[start of EXTRACTED DATA]
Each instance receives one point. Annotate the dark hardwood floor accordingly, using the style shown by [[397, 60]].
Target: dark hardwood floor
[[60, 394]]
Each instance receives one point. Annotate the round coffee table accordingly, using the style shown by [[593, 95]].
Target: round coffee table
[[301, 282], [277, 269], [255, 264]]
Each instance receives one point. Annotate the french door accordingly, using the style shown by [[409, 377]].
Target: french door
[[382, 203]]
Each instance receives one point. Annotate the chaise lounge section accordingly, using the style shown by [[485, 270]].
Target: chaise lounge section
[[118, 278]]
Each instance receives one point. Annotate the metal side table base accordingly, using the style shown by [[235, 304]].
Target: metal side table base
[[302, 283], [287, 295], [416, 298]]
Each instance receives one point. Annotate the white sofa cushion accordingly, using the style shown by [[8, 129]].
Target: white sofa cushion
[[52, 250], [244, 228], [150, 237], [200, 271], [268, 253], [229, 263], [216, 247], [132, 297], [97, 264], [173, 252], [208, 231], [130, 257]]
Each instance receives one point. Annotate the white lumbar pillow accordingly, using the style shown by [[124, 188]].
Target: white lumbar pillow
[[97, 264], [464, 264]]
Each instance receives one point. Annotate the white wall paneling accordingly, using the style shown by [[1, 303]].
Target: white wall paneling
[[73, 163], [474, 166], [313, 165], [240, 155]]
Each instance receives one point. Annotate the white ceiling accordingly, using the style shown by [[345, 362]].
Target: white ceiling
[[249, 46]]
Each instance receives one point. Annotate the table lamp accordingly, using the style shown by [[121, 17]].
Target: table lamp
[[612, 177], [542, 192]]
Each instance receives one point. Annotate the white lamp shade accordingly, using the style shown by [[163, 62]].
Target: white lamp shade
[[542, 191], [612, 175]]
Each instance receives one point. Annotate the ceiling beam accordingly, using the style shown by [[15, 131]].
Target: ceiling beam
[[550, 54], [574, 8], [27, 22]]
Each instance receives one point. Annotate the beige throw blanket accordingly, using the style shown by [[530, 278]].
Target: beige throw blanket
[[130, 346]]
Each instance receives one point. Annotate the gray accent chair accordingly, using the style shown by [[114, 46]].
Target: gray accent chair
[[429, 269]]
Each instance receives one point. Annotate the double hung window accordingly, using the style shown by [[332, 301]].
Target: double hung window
[end of EXTRACTED DATA]
Could you rescale the listing from the line that contains "Each instance receives one point. Annotate the white lumbar" through its final line, repeating every line in that span, instructions included? Multiply only the point coordinates in the answers by 0.2 and round to whole numbers, halves up, leaving the instruction lines and their sample points unchanged.

**SOLUTION TO THE EXERCISE:**
Each instance receives one point. Annotate the white lumbar pillow accordingly, using the style shown by [[124, 188]].
Target: white lumbar pillow
[[19, 53], [93, 53]]
Each instance receives one point. Annotate the white wall paneling accordingly, using the style shown by [[1, 303]].
Target: white wall paneling
[[15, 33], [95, 33], [63, 33], [48, 31]]
Each instance receives one point. Annotate the white ceiling accordingly, using the style shown by [[345, 362]].
Target: white ceiling
[[50, 9]]
Each instance receives one point. Annotate the table lamp accordingly, using the style shown by [[121, 17]].
Target: table lamp
[[122, 35], [108, 38]]
Each instance receives one point. Annotate the white lamp shade accordingly, using the style shown by [[163, 62]].
Target: white lamp shade
[[108, 38], [122, 35]]
Each instance receives one point. Annotate the ceiling beam accordingly, using the style shown by [[15, 131]].
Target: ceiling beam
[[110, 11], [115, 2], [5, 4]]
Each instance receives one point. Annotate the beige throw blanket accordingly, using the style shown by [[530, 278]].
Target: beige throw blanket
[[26, 69]]
Each instance receives one point. Annotate the gray accent chair accordingly, using the style shown by [[114, 46]].
Target: gray accent chair
[[86, 54]]
Each instance receives one point. Annotate the double hung window accordingly, using the style shown by [[332, 301]].
Target: double hung window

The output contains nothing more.